====== TEXTABSCHNITT

Neuss "Lukas" prüft Kooperation im Rheinland

Neuss · Kommunale Krankenhäuser stehen im Wettbewerb. Gutachter raten zur Zusammenarbeit über lokale Grenzen hinweg. Das Lukaskrankenhaus folgt einer Einladung nach Leverkusen, um Chancen und Risiken einer Kooperation auszuloten.

Im März geht Sigurd Rüsken auf Dienstreise. Sein Ziel Leverkusen, das der Geschäftsführer des städtischen Lukaskrankenhauses dabei ansteuert, ist nicht spektakulär, wohl aber sein Arbeitsauftrag: Zehn rheinische Kliniken, darunter neben Neuss weitere kommunale Häuser, etwa aus Köln, Porz, Solingen und Wermelskirchen, sind eingeladen, um gemeinsam zu auszuloten, wie sie sich durch kluge Kooperationen für die Zukunft noch besser (finanziell) aufstellen können. Die Initiative geht vom Geschäftsführer des Leverkusener Klinikums, Hans Peter Zimmermann, aus, der seine Ideen bereits persönlich in Neuss an der Preußenstraße präsentierte — und nicht auf Ablehnung stieß.

"Wir nehmen die Einladung natürlich an", sagt Thomas Nickel, Vorsitzender des "Lukas"-Verwaltungsrates: "Wir werden alles tun, um unser Neusser Lukaskrankenhaus fit für den Wettbewerb der kommenden Jahre zu machen." Es sei richtig, ohne finanzielle Not und zeitlichen Druck rechtzeitig Strategien zu entwickeln, ehe Kommunen über den Verkauf oder gar die Aufgabe von Kliniken nachdenken müssten. Beispiele von Krefeld über Düsseldorf bis nach Wuppertal seien bekannt. Er selbst beschäftigte sich mit dem Thema Kooperationen schon lange: "Wir prüfen immer, wie wir uns verbessern und stärken können — zum Wohl der Patienten."

Nickel sieht sich in seinen Überlegungen durch ein Gutachten bestätigt, das die Unternehmensberater von Kienbaum bereits vor einiger Zeit auf Initiative aus Leverkusen vorgelegt hatten. Auch der langjährige AOK-Chef Wilfried Jacobs hatte sich stets starke kommunale Krankenhäuser gewünscht, die sich durch Kooperationen auch über lokale Grenzen hinweg einen größeren Gestaltungsspielraum verschaffen. Nur so könne verhindert werden, so Jacobs vor Jahresfrist in der NGZ, dass immer mehr kommunale Krankenhäuser unter den Einfluss von börsennotierten Unternehmen geraten: "Kommunale Träger haben bei allem Zwang zur Wirtschaftlichkeit auch immer einen aufmerksamen Blick für das Patientenwohl."

============
====== ERFASSTE DATEN

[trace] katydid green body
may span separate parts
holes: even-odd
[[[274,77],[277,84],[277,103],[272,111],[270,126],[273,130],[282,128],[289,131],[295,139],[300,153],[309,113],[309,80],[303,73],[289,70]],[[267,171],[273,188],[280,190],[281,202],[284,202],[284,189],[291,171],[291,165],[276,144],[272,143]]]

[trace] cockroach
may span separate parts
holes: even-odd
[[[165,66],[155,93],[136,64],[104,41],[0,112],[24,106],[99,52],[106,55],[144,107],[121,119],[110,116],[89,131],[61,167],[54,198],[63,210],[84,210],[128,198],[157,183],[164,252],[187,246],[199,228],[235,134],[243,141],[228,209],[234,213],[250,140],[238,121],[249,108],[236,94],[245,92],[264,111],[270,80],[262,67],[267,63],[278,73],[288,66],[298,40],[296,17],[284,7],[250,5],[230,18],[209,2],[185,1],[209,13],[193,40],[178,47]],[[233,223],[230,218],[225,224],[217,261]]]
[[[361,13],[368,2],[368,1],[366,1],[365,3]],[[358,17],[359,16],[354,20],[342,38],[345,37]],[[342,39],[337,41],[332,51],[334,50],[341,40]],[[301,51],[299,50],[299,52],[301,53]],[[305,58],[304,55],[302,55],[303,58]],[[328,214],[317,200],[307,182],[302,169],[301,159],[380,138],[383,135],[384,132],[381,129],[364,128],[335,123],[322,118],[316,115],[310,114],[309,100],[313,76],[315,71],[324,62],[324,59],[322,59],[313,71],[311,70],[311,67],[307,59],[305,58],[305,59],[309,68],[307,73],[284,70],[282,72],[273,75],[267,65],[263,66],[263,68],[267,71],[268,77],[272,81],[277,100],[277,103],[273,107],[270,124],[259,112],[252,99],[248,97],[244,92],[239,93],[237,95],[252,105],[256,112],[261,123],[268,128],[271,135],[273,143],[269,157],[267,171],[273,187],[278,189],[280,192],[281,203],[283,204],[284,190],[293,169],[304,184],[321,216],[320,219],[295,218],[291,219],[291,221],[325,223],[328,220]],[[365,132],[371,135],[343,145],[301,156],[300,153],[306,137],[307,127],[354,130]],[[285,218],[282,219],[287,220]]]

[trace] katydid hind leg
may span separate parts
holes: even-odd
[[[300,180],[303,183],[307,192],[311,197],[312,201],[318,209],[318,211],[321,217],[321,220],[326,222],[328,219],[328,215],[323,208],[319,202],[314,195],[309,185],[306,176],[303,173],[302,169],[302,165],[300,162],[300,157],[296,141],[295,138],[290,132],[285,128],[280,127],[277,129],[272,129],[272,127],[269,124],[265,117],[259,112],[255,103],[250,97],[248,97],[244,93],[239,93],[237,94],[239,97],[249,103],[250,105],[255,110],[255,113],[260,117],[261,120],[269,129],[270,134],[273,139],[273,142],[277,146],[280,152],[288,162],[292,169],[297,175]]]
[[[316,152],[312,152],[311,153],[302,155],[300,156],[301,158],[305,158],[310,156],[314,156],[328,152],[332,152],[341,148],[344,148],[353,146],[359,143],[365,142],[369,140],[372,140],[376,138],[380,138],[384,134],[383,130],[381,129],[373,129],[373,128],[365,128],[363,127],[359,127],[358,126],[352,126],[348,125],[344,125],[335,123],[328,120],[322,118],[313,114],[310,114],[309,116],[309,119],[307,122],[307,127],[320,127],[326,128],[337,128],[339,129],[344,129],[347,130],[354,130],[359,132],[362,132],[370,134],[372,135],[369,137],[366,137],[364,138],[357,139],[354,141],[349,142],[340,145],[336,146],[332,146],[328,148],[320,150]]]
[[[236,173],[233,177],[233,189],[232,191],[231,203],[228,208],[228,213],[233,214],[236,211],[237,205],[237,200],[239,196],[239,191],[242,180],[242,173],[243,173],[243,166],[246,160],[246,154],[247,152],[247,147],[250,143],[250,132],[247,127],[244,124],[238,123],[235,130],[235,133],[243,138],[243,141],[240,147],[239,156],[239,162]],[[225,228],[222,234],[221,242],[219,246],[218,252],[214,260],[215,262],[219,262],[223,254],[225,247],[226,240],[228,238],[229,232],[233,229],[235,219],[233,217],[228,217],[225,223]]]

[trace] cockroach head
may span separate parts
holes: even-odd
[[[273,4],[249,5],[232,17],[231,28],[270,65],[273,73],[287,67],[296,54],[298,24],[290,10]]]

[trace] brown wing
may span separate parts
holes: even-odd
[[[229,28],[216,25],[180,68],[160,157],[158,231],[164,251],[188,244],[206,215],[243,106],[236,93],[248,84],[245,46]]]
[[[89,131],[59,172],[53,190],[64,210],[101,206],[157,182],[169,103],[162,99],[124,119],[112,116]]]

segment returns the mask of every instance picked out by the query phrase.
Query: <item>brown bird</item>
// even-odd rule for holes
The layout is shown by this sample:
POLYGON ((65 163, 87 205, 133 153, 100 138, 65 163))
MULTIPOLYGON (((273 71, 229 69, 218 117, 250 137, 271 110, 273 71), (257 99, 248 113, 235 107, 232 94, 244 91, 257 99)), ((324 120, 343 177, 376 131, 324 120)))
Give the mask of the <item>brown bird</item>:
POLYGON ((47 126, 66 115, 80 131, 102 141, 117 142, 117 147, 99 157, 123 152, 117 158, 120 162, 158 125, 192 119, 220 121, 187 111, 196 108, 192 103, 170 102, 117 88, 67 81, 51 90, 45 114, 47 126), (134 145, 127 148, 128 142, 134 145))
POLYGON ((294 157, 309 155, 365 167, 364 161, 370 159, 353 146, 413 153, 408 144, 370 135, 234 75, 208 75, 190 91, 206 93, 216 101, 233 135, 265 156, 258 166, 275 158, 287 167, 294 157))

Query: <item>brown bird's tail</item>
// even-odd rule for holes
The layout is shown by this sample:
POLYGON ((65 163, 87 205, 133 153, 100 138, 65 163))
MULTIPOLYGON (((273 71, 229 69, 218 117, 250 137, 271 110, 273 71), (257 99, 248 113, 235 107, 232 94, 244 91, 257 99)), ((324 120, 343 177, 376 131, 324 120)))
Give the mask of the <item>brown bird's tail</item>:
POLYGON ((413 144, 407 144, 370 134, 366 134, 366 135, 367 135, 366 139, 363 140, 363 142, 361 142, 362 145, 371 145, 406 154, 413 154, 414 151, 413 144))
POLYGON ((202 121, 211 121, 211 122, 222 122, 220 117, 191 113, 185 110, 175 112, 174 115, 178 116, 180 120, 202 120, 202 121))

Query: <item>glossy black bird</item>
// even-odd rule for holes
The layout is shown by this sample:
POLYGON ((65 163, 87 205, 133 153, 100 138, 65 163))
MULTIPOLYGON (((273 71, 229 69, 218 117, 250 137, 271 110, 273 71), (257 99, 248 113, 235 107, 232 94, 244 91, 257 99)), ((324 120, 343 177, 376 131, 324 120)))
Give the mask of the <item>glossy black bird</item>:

============

▶ AUFGABENSTELLUNG:
- 1) Fasse den Artikel über das Lukaskrankenhaus in zwei Sätzen zusammen.
- 2) Erkläre anhand des Artikels über das Lukaskrankenhaus, warum Thomas Nickel es für richtig hält, schon jetzt Strategien zu entwickeln.
- 3) Setze den Artikel über das Lukaskrankenhaus nach seinem letzten Satz fort.

▶ ANTWORTEN:
- 1) Das Neusser Lukaskrankenhaus folgt einer Einladung des Leverkusener Klinikums, wo im März zehn rheinische Kliniken ausloten, wie sie sich durch Kooperationen für die Zukunft finanziell besser aufstellen können. Verwaltungsratsvorsitzender Thomas Nickel will das Haus damit fit für den Wettbewerb machen und sieht sich durch ein Gutachten von Kienbaum sowie durch den langjährigen AOK-Chef Wilfried Jacobs bestätigt, der sich starke, über lokale Grenzen hinweg kooperierende kommunale Krankenhäuser wünschte.

- 2) Nach Nickels Ansicht sollte man ohne finanzielle Not und zeitlichen Druck rechtzeitig Strategien entwickeln, bevor Kommunen über den Verkauf oder gar die Aufgabe von Kliniken nachdenken müssen. Als bekannte Beispiele dafür nennt er Fälle von Krefeld über Düsseldorf bis nach Wuppertal.

- 3)
Wie könnte eine Kooperation aussehen? Nach Auffassung der Leverkusener müsste nicht jedes Krankenhaus eine eigene Wäscherei oder Sterilisation betreiben. Auch bei den Verwaltungen ließen sich Organisationsbereiche zusammenfassen. Auch der medizinische Materialbedarf ließe sich gemeinsam als "ein Großkunde" einkaufen. So detailliert mag sich in Neuss noch niemand äußern. Doch eins wissen die hiesigen Krankenhaus-Manager auch: "Es geht um mehr als um das Austauschen von Einkaufspreisen."

Mehr als 200 Millionen Euro wurden in den vergangenen 20 Jahren in das Lukaskrankenhaus investiert. Das 518-Betten-Haus versorgt in elf Fachabteilungen jährlich 106 000 Patienten, davon 26 000 stationär. Es schreibt bei einem Umsatz von 130 Millionen Euro schwarze Zahlen. Den Marktwert beziffern Experten mit 130 Millionen Euro. Nickel und Rüsken wollen den erworbenen medizinischen Standard und die gesunde finanzielle Basis auf Sicht sichern. Darum zeigen sie sich offen für "sinnvolle Kooperationen".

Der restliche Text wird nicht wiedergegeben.